■ **RECORD LIST**:
## Begin

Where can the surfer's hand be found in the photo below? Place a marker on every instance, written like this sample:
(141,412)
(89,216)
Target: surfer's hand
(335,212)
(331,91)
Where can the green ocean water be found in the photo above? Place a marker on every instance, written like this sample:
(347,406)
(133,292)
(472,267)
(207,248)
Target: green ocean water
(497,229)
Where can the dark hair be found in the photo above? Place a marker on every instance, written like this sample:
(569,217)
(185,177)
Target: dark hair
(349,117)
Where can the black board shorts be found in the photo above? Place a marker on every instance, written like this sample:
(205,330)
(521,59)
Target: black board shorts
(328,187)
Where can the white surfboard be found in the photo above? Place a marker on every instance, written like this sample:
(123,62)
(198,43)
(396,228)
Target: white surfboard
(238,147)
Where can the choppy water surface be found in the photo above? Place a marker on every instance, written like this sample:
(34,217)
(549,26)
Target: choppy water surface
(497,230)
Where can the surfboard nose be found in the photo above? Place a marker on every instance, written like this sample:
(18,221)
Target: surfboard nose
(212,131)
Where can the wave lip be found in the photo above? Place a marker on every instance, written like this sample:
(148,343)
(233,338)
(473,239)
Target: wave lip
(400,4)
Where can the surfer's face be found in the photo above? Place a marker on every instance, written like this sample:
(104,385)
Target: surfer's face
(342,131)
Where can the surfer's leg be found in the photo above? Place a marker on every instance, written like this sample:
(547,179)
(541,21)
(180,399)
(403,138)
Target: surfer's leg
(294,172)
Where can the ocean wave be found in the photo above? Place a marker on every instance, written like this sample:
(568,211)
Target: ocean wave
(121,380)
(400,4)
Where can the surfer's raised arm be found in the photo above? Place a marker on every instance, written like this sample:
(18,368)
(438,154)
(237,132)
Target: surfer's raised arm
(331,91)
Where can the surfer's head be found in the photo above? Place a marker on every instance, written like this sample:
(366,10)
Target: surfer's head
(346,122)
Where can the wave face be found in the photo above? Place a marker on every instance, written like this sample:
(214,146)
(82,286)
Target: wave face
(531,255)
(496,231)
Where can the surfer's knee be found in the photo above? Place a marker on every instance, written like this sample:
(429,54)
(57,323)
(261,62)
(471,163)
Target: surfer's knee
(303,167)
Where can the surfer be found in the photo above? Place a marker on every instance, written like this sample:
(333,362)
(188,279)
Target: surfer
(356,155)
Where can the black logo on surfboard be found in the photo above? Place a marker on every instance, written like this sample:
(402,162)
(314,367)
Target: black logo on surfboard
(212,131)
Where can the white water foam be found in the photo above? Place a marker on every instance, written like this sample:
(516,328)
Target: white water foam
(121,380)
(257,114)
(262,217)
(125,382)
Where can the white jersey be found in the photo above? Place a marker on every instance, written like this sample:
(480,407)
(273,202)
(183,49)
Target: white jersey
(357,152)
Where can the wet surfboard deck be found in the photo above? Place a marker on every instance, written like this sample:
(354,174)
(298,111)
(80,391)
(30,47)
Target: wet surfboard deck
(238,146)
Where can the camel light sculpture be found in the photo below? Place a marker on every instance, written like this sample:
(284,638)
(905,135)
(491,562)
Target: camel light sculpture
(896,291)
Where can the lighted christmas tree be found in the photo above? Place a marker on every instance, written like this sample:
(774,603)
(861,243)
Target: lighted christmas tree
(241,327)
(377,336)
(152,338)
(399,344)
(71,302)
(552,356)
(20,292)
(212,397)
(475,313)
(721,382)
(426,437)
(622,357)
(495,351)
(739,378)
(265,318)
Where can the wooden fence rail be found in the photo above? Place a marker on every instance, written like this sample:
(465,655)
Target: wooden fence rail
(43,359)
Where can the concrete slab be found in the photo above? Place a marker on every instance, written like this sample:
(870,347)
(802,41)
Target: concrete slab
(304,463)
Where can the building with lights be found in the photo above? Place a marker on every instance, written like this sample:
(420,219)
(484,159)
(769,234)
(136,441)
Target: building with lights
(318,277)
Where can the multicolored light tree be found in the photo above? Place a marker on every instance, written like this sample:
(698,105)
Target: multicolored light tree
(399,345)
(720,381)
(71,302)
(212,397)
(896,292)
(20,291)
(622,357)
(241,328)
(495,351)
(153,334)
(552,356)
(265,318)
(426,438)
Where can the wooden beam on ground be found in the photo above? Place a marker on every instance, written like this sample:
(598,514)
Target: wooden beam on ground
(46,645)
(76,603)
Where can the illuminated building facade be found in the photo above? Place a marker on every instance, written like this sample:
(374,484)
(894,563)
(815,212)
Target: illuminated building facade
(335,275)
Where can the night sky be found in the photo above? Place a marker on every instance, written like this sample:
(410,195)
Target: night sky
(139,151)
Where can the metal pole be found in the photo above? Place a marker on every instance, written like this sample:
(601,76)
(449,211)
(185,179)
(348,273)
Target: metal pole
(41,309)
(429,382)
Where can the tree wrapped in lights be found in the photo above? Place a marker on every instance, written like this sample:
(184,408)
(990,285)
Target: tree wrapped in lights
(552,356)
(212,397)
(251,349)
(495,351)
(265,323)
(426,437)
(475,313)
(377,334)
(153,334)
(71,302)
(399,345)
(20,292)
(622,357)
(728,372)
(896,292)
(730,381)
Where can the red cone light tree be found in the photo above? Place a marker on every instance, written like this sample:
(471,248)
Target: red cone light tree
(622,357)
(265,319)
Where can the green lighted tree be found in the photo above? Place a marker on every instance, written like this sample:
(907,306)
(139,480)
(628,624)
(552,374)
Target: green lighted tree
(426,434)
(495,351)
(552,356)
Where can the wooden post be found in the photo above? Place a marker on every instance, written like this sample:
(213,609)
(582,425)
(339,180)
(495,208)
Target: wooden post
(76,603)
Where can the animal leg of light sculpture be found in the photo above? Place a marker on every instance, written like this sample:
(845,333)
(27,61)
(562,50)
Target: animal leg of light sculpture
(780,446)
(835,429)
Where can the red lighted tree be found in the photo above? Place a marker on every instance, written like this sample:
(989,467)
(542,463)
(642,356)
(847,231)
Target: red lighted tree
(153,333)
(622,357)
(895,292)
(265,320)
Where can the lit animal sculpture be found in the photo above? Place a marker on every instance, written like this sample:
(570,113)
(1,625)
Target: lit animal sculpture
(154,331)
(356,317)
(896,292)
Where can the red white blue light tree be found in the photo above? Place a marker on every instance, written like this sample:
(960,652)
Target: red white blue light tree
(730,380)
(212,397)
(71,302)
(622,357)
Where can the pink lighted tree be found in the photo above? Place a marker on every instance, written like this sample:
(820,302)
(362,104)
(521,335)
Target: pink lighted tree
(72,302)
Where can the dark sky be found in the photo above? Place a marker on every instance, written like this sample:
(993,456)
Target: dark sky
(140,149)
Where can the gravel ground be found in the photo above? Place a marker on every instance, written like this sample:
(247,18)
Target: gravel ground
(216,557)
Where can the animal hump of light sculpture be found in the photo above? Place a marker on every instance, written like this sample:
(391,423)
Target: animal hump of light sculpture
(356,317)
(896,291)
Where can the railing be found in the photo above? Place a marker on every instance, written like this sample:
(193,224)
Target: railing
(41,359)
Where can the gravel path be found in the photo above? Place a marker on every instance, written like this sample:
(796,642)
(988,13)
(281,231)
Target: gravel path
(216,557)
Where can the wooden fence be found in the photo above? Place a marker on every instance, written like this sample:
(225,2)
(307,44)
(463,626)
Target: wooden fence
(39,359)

## End
## Begin

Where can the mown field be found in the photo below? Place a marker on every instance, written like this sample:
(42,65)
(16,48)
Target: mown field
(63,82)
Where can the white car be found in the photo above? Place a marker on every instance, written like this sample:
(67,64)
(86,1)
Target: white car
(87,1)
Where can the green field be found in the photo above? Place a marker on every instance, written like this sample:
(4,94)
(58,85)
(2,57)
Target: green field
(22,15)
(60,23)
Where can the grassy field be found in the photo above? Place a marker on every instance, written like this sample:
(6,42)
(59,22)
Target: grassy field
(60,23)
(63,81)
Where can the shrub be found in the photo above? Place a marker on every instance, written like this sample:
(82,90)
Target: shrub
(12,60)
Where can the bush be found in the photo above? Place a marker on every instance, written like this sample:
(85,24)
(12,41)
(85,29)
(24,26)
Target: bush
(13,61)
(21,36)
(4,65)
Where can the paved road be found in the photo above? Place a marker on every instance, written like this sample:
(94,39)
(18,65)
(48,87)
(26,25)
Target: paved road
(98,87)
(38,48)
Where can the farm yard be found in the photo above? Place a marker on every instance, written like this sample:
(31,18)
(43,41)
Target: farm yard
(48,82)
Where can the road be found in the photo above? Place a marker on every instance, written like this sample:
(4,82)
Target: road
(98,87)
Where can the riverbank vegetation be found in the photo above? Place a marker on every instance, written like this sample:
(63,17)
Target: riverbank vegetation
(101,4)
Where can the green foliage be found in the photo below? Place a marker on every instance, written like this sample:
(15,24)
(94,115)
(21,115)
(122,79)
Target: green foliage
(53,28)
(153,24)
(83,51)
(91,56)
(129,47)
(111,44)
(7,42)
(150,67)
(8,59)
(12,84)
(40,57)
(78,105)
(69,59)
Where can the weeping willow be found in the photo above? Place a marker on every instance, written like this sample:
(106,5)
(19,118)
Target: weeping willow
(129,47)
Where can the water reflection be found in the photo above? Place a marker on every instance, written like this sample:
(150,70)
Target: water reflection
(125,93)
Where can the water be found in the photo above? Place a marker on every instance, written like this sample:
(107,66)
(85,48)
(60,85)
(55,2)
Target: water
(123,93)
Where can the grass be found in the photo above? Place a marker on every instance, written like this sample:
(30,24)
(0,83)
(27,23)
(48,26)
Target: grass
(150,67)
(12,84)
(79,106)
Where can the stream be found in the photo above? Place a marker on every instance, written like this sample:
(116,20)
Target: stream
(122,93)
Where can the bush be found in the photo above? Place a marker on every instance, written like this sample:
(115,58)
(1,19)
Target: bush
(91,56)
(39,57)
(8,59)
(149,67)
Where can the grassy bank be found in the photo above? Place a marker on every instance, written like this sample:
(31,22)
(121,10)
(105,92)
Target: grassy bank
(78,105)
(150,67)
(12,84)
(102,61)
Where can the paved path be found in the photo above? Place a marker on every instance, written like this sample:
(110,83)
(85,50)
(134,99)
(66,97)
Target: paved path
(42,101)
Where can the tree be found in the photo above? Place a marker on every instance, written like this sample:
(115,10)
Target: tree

## End

■ **WHAT YOU WILL DO**:
Which lines in the records above contain the string "pole", matching case exactly? Copy each of those lines in full.

■ **THE ANSWER**:
Where can the metal pole be found in the photo above? Place a marker on every instance, written like this sample:
Target: metal pole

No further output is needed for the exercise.